_EXERCISE DETAILS_: Scan the entries and state how many lines contain "green". Write no other text.

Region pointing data
————

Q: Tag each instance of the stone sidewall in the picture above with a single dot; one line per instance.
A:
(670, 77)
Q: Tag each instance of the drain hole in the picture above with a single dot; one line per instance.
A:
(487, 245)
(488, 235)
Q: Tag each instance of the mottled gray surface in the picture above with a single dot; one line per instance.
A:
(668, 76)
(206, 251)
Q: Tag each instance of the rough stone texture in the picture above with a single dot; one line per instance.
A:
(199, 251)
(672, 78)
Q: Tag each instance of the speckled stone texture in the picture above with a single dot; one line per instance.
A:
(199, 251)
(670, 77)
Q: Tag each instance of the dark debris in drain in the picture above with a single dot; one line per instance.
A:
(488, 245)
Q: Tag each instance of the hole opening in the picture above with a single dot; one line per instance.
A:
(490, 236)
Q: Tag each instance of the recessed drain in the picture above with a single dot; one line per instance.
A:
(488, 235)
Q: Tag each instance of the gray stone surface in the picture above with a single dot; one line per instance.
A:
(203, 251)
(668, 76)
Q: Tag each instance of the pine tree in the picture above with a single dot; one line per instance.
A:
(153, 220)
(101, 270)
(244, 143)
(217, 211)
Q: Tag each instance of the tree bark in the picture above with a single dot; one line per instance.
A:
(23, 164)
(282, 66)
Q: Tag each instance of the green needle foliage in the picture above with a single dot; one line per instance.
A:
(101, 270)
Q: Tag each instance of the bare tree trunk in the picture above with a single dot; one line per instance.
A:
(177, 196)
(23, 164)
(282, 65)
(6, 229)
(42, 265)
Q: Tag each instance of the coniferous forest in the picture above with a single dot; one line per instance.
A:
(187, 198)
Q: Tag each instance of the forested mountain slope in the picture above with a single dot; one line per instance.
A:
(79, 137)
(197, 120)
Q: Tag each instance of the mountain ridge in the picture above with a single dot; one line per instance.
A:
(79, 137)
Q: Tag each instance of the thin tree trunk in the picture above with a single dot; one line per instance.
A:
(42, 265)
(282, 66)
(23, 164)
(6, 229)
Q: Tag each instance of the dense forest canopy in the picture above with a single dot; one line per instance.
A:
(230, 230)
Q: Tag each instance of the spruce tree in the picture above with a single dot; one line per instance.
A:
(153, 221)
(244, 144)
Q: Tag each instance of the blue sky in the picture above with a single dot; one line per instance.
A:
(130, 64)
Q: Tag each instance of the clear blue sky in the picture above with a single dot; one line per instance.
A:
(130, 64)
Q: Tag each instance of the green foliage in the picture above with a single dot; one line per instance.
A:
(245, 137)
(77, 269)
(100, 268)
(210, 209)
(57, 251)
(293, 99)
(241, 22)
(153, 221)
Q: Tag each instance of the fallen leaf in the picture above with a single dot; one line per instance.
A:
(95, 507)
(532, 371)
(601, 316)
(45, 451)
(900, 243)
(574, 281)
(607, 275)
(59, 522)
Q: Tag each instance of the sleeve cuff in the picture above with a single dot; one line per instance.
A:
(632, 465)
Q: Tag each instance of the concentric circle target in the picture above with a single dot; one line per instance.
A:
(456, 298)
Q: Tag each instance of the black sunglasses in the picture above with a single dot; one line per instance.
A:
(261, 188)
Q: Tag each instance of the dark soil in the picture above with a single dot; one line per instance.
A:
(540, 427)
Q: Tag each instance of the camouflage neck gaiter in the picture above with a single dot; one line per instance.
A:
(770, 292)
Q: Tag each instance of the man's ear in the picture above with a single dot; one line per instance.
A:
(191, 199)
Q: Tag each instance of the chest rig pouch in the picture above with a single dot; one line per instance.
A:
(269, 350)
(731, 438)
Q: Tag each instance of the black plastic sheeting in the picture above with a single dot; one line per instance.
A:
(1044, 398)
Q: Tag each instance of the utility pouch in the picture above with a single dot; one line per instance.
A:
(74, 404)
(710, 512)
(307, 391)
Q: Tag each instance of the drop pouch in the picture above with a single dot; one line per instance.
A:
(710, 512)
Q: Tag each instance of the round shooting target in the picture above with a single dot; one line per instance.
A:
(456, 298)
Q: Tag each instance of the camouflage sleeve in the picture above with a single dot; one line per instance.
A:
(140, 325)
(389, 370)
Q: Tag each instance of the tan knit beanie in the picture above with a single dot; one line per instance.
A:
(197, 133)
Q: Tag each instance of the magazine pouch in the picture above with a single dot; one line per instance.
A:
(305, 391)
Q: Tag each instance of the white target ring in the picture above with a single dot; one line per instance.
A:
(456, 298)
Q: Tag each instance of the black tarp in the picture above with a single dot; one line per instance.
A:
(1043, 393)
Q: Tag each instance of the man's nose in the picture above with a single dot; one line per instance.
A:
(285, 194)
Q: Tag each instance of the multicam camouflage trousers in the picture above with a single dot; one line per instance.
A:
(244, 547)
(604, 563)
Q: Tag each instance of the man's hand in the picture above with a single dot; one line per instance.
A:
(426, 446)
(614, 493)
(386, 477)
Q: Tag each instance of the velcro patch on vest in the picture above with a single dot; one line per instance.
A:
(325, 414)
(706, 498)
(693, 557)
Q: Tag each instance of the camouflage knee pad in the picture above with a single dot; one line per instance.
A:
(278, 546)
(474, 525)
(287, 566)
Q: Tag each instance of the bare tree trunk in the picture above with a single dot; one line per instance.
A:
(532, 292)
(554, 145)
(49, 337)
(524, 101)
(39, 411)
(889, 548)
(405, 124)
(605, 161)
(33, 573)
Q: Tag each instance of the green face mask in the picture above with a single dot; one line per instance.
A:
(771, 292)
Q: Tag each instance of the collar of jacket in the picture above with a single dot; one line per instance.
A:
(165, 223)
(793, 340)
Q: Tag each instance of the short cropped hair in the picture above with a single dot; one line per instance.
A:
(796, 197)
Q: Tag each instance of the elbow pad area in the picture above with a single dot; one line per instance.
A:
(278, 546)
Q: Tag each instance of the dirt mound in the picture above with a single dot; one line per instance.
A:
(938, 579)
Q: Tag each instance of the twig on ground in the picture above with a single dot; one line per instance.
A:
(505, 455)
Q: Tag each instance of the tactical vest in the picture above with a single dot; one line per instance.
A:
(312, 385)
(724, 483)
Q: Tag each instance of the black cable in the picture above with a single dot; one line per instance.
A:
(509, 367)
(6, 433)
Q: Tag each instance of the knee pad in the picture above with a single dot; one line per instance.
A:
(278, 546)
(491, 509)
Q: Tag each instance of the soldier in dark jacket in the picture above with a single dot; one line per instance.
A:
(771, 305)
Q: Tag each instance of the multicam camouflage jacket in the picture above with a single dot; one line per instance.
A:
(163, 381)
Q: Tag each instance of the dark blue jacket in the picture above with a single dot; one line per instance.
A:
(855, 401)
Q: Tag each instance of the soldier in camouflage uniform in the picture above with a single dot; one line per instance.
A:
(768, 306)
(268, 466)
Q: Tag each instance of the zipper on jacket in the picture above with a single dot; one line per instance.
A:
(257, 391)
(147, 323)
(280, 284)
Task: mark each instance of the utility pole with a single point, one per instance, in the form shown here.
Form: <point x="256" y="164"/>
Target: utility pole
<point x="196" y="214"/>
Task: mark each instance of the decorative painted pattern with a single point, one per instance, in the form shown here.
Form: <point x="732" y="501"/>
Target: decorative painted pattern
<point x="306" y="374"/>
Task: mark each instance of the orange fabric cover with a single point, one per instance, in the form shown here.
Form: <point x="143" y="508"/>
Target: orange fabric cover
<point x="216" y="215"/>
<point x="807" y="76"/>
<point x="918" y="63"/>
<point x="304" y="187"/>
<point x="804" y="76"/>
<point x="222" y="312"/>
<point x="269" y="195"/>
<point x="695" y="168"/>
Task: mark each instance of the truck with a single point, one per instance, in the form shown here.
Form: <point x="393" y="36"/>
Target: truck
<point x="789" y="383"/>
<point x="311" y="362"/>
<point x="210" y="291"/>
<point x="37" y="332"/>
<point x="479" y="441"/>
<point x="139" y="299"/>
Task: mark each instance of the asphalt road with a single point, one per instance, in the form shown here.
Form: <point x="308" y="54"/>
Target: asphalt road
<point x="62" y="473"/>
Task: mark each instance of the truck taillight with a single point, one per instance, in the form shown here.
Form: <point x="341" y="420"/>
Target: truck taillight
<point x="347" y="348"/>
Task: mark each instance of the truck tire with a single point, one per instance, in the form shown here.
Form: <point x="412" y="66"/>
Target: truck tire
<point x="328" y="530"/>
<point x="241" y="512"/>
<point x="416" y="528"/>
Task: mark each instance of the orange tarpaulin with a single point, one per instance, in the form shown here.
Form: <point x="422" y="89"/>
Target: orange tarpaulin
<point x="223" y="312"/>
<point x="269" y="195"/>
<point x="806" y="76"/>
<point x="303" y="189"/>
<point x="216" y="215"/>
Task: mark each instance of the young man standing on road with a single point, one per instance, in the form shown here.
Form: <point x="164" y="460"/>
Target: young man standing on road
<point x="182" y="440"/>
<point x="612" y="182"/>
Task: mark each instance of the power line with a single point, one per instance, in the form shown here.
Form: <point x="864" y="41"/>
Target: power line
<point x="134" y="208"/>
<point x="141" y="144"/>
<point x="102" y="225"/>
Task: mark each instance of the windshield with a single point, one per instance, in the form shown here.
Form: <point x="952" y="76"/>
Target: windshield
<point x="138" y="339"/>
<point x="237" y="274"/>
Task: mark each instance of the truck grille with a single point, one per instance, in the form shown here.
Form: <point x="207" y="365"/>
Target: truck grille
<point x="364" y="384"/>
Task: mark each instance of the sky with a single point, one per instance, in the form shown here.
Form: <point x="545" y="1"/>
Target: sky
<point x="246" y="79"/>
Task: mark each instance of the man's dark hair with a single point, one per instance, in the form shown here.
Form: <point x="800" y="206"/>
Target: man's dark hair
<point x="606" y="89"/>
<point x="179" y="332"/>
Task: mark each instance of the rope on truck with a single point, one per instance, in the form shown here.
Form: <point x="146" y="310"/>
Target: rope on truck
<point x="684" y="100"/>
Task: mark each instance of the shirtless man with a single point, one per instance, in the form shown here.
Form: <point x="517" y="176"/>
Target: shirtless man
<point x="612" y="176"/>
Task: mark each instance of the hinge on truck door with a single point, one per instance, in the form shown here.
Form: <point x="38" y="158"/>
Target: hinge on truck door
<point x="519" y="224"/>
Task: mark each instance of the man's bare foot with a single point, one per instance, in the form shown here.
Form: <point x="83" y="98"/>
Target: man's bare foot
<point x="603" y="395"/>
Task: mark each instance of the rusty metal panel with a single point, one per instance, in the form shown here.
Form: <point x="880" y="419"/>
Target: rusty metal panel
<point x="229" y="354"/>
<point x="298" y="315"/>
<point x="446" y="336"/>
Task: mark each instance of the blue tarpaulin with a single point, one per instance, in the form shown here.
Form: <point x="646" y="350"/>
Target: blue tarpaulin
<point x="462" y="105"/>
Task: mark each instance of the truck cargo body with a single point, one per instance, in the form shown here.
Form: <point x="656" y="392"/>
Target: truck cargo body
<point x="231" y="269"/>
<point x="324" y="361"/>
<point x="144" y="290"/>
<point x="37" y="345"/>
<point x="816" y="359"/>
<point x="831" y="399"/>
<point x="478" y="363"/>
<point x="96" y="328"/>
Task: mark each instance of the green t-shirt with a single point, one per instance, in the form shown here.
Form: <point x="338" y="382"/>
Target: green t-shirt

————

_REPLY_: 5